■ ASSIGNED TASK: Wherever the word "path" turns up in a line of the entries, copy that line.

[Records drawn from a dataset]
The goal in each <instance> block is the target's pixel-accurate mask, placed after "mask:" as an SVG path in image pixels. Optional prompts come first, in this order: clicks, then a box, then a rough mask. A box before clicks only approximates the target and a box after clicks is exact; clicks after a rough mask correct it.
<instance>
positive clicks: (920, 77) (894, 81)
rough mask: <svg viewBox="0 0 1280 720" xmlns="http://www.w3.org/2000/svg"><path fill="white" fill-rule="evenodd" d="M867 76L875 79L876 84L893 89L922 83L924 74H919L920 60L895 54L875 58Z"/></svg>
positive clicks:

■ ANSWER SPACE:
The goal in each <instance> block is the target's pixel-accurate mask, placed after "mask:" as an SVG path in image pixels. Optional prompts come first, in this order: clicks, then a box, then a rough mask. A box before clicks only approximates the target and a box after clicks is exact; clicks after a rough mask correct it.
rough mask: <svg viewBox="0 0 1280 720" xmlns="http://www.w3.org/2000/svg"><path fill="white" fill-rule="evenodd" d="M867 76L875 79L876 84L893 89L922 83L924 74H919L920 60L895 54L875 58Z"/></svg>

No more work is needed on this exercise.